## EXERCISE PROMPT
Please convert the lines below into a numbered list, skipping any blank lines. Leave the pictures out of your answer.

Excerpts of bounding box data:
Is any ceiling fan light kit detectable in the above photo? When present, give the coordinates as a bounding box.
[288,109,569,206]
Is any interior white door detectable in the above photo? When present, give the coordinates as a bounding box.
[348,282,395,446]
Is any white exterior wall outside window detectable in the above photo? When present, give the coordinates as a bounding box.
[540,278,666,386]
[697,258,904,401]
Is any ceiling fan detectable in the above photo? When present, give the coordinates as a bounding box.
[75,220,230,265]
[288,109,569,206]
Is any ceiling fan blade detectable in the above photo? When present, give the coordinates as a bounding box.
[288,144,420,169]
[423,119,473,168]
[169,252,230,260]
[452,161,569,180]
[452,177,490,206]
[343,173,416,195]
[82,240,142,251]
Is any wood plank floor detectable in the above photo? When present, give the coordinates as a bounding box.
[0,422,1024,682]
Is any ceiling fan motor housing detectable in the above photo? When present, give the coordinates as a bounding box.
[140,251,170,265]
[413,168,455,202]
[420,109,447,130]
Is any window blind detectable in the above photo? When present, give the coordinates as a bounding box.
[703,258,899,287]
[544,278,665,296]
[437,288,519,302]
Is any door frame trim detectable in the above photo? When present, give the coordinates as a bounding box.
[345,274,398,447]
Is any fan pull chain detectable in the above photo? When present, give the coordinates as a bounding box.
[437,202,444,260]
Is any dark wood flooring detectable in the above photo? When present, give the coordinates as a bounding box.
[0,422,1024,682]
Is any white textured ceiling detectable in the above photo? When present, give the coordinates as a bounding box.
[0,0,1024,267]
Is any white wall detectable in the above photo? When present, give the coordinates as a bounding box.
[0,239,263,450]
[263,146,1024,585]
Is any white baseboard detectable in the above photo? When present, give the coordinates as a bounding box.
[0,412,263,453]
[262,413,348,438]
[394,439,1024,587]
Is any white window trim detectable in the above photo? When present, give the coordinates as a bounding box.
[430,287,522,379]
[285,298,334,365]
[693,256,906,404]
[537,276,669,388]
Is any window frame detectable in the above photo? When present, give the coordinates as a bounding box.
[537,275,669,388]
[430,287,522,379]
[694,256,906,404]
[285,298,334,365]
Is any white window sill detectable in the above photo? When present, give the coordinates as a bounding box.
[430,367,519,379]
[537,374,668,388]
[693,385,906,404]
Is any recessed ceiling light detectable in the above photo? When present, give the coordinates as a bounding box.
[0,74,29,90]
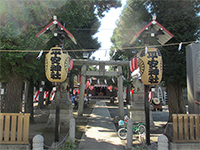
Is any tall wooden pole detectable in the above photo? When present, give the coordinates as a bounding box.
[78,65,86,116]
[144,85,150,145]
[118,66,124,119]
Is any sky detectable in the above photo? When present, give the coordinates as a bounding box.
[90,0,126,60]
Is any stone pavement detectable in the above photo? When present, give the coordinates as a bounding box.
[78,101,125,150]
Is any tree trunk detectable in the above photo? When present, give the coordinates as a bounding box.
[25,77,34,122]
[4,73,23,113]
[126,68,131,104]
[167,83,186,122]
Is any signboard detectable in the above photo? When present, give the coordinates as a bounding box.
[45,47,69,82]
[139,48,163,85]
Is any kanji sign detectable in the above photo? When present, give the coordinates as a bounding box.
[139,48,163,85]
[45,47,69,82]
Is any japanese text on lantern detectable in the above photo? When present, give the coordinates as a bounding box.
[50,49,61,79]
[147,52,159,84]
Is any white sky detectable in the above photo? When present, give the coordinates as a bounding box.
[90,0,126,60]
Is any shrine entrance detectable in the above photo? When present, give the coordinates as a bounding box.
[74,59,129,119]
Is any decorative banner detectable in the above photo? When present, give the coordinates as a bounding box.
[108,85,112,91]
[129,53,140,72]
[68,57,74,71]
[90,86,94,91]
[139,48,163,85]
[129,57,138,72]
[45,47,69,82]
[77,74,81,83]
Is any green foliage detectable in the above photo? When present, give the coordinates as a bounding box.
[110,0,200,86]
[146,0,200,86]
[0,0,120,83]
[110,0,151,60]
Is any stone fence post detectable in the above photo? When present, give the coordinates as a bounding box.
[158,134,169,150]
[69,118,76,142]
[33,134,44,150]
[127,119,133,148]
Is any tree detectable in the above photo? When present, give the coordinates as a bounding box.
[0,0,120,112]
[149,0,200,121]
[110,0,200,121]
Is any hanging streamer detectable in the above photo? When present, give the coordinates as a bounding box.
[178,42,183,51]
[36,50,43,60]
[112,78,115,83]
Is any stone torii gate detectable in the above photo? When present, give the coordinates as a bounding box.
[74,59,129,119]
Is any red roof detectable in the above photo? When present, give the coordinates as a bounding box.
[130,20,174,45]
[35,20,77,44]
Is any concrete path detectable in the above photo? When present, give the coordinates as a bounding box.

## REPLY TO THE TASK
1. Is any ceiling fan light kit detectable in the above photo? When present, give the coordinates as a bounding box.
2. [288,109,569,206]
3. Is any interior white door detectable in the above photo? When present, give the coordinates as a bounding box.
4. [348,282,395,446]
5. Is any white exterior wall outside window detectable in the above photo? When present, give the coordinates as a bounding box.
6. [540,278,666,386]
7. [697,258,904,401]
8. Is any ceiling fan detectable in the above photo? When present, give the coordinates as a bounding box.
9. [75,220,230,265]
10. [288,109,569,206]
11. Is any ceiling fan blade detectable in the above photo? When present, give the coordinates as a bounding box.
12. [288,144,420,169]
13. [423,119,473,168]
14. [169,252,230,260]
15. [452,161,569,180]
16. [452,177,490,206]
17. [343,173,416,195]
18. [82,240,142,251]
19. Is any wood plank floor detectable in the above photo? When present, give the coordinates as a bounding box.
20. [0,422,1024,682]
21. Is any ceiling fan motor housing detectable in the above photo? When present, give the coordinates as a bounding box.
22. [140,251,170,265]
23. [413,168,455,202]
24. [420,109,447,130]
25. Is any window blind detectable in the above photo? When present, give the coordinates as a bounding box.
26. [703,258,899,287]
27. [544,278,665,296]
28. [437,288,519,302]
29. Is any door frame trim detectable in the above photo? When present, give the coordinates as a bounding box.
30. [345,274,398,447]
31. Is any fan pull chain detectable in the above photo? When present, give the coordinates as a bounding box.
32. [437,202,444,260]
33. Is any dark wood flooring detectable in the above photo? When present, give the coordinates as a bounding box.
34. [0,422,1024,682]
35. Is any white textured ceiling detectable in the above photo? When present, give the coordinates as a bounding box.
36. [0,0,1024,267]
37. Is any white wall detectable in the above photo? When present, give the coordinates as a bounding box.
38. [0,239,263,450]
39. [263,146,1024,585]
40. Is any white baseboard detectable in the above photo? When present, give the coordinates as a bounding box.
41. [0,412,263,453]
42. [262,413,348,438]
43. [394,439,1024,587]
44. Is any white window trim detectable in the above photo? When present, give the coordinates as a bounding box.
45. [430,287,522,379]
46. [285,298,334,365]
47. [693,256,906,404]
48. [537,276,669,388]
49. Is any window frame detectable in the above photo? When present, give the coordinates as a bounding box.
50. [537,275,669,388]
51. [430,287,522,379]
52. [694,256,906,404]
53. [285,298,334,365]
54. Is any white window sill detectable in the above photo? When present, give the coordinates as a bounding box.
55. [430,367,519,379]
56. [537,374,668,388]
57. [693,385,906,404]
58. Is any recessed ceiling light detectable in the above photo? When present, give the coordinates as a bounding box.
59. [0,74,29,90]
60. Is any tall wooden pole detectable in the above photo? When present, give the coordinates as a bounding box.
61. [78,65,86,116]
62. [144,85,150,145]
63. [118,66,124,119]
64. Is any sky detectable in the above photo? When present, give the coordinates as a bounding box.
65. [90,0,126,60]
66. Is any stone pavement detectable in the above photo? When present, give the coordinates as a bounding box.
67. [78,101,125,150]
68. Is any tree trunk detectable in the above photo? When present, give the coordinates as a bounding box.
69. [25,77,34,122]
70. [4,73,23,113]
71. [126,68,131,104]
72. [167,83,186,122]
73. Is any signboard detectable in the above photo? When present, give the coordinates as a bounding box.
74. [45,47,69,82]
75. [139,48,163,85]
76. Is any kanji sign detectable in the above photo? When present, give the coordinates as a bounding box.
77. [139,48,163,85]
78. [45,47,69,82]
79. Is any japanese text on lantern detectable in the above photo? When present, give the coordinates as a bounding box.
80. [50,49,61,79]
81. [147,52,159,84]
82. Is any white sky detectable in the above photo? When present, give the coordinates as a bounding box.
83. [90,0,126,60]
84. Is any shrine entrance detectable in the above photo? When present, give the coordinates as a bounding box.
85. [74,59,129,119]
86. Is any decorative banner detectable in the above photo? When present, give the coordinates as a bounding box.
87. [108,85,112,91]
88. [129,53,140,72]
89. [68,57,74,71]
90. [90,86,94,91]
91. [139,48,163,85]
92. [129,57,138,72]
93. [45,47,69,82]
94. [77,74,81,83]
95. Is any green foliage detectable in the above photo? When present, give the coordinates as a bounding box.
96. [110,0,200,86]
97. [146,0,200,86]
98. [0,0,120,83]
99. [110,0,151,60]
100. Is any stone fence post detectable in the above photo? When present, give the coordinates as a bounding box.
101. [158,134,169,150]
102. [69,118,76,142]
103. [33,134,44,150]
104. [127,119,133,148]
105. Is any tree detectable in the above photo? When present, give the coordinates as a bounding box.
106. [0,0,120,112]
107. [149,0,200,121]
108. [110,0,200,121]
109. Is any hanging streamer detectable in the above photo? When present, give the coordinates as a bounding box.
110. [178,42,183,51]
111. [36,50,43,60]
112. [112,78,115,83]
113. Is any stone torii gate detectable in the above photo? When present, give the coordinates as a bounding box.
114. [74,59,129,119]
115. Is any red roof detectable in the above photo? When present, give the coordinates as a bounding box.
116. [130,20,174,45]
117. [35,20,77,44]
118. Is any concrete path detectable in the above photo? When present, give the coordinates as a bounding box.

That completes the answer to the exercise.